Location annotation dataset excerpts
[Begin]

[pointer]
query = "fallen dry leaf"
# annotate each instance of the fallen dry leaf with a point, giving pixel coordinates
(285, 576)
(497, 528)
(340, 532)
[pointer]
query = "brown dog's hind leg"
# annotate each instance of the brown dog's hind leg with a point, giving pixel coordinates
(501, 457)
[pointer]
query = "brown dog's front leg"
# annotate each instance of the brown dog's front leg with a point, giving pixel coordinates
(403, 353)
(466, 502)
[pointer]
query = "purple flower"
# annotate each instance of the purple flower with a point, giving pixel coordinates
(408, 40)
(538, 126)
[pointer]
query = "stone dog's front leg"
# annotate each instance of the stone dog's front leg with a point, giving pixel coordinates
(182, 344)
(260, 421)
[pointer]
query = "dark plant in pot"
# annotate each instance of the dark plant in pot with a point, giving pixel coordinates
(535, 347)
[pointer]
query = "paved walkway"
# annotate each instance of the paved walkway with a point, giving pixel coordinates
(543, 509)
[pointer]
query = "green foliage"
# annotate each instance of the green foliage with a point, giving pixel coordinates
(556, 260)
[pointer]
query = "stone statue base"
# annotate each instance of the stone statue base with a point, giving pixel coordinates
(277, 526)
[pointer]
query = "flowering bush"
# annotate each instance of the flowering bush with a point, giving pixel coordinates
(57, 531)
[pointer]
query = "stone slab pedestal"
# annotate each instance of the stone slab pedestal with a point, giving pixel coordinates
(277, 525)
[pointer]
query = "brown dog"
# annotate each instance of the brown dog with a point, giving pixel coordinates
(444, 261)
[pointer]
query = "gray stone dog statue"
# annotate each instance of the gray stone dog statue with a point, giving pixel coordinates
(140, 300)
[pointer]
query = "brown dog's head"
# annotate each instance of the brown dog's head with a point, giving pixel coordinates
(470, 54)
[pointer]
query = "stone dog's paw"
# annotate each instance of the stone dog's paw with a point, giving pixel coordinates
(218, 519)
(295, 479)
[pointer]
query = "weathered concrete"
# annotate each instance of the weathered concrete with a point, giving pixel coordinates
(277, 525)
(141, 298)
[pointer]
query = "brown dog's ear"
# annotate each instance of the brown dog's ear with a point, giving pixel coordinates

[End]

= EXERCISE =
Count the lines in the listing above that contain the string "leaf", treating case as significant. Reply with the number only.

= EXERCISE OUTPUT =
2